**Exercise directions:** What is needed is the run of lines from the one with "For the evaluation set, locate every instance of the asphalt" through the close of the data, set down exactly.

**Material provided:**
****
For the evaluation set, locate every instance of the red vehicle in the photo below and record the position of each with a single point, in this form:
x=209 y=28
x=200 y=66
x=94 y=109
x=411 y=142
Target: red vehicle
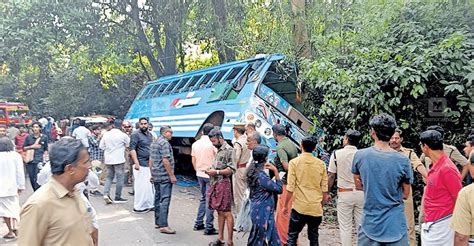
x=11 y=112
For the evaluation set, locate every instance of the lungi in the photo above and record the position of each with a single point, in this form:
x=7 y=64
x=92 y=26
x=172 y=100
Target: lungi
x=437 y=233
x=144 y=197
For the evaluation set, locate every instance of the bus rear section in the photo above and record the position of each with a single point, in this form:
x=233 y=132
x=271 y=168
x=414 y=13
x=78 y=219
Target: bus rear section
x=13 y=112
x=252 y=90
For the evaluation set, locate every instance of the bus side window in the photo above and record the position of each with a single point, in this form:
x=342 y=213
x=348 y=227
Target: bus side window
x=191 y=83
x=207 y=78
x=162 y=88
x=217 y=78
x=153 y=91
x=180 y=85
x=146 y=91
x=232 y=75
x=169 y=87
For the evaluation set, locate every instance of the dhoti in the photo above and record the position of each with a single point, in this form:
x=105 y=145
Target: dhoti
x=144 y=195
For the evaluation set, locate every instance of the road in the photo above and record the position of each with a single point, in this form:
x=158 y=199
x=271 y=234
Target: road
x=119 y=226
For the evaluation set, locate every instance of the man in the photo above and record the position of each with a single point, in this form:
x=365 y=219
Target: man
x=250 y=128
x=114 y=143
x=463 y=217
x=223 y=167
x=253 y=140
x=242 y=155
x=140 y=142
x=82 y=133
x=308 y=183
x=150 y=129
x=12 y=131
x=3 y=131
x=20 y=140
x=453 y=153
x=97 y=157
x=127 y=129
x=203 y=154
x=39 y=144
x=385 y=177
x=286 y=151
x=56 y=214
x=162 y=170
x=396 y=144
x=442 y=187
x=350 y=201
x=469 y=151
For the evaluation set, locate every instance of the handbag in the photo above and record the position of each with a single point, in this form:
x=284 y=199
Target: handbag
x=30 y=154
x=220 y=195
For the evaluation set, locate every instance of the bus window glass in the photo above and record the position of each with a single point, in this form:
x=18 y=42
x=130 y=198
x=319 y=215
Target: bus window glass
x=15 y=114
x=146 y=91
x=180 y=85
x=207 y=78
x=193 y=82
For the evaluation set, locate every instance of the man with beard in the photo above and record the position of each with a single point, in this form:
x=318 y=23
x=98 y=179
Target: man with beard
x=396 y=144
x=39 y=144
x=140 y=142
x=56 y=214
x=162 y=169
x=220 y=194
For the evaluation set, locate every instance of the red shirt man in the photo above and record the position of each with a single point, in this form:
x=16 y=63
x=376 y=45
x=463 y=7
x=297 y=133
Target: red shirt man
x=442 y=188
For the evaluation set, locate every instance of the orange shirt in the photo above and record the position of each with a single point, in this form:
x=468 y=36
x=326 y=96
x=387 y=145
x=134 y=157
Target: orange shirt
x=205 y=153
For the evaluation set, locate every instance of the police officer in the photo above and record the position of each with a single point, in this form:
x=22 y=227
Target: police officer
x=242 y=156
x=453 y=154
x=396 y=144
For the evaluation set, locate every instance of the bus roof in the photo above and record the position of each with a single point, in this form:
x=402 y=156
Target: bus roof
x=273 y=57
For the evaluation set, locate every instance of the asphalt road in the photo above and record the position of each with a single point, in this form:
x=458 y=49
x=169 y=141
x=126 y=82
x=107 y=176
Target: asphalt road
x=119 y=226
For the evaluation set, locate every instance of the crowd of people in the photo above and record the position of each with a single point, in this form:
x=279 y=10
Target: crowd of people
x=237 y=180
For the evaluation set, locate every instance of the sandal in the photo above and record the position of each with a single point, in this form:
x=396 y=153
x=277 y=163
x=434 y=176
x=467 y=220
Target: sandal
x=167 y=230
x=9 y=236
x=217 y=243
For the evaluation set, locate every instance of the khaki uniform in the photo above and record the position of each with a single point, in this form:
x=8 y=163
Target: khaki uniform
x=350 y=202
x=454 y=155
x=463 y=215
x=409 y=210
x=242 y=156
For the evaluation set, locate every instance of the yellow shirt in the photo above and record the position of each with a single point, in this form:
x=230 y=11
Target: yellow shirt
****
**Task output:**
For the evaluation set, locate every instance of the asphalt road in the photo above and record the position of each with a single point, in this form:
x=458 y=49
x=169 y=141
x=126 y=82
x=107 y=176
Target: asphalt road
x=119 y=226
For the evaluation set, locate every instance of the crowd of people in the photo above and record the position of each with a single point, in this form:
x=279 y=10
Target: crowd of people
x=237 y=180
For the evaluation set, locate every instance of the sandal in the photo above and record the position of each with a single point, in this form:
x=396 y=153
x=277 y=163
x=434 y=176
x=467 y=220
Target: sandal
x=167 y=230
x=9 y=236
x=217 y=243
For the evaluation set, locate every instance of the khaki uniform in the photo above and record the position of each with a single point, in this form:
x=8 y=163
Target: khaki uniform
x=350 y=202
x=454 y=155
x=463 y=215
x=409 y=210
x=242 y=156
For the evaluation set, locate every instance of the yellow shirt in the photo above and record the position of each with a single point, in this form:
x=230 y=11
Target: yellow shirt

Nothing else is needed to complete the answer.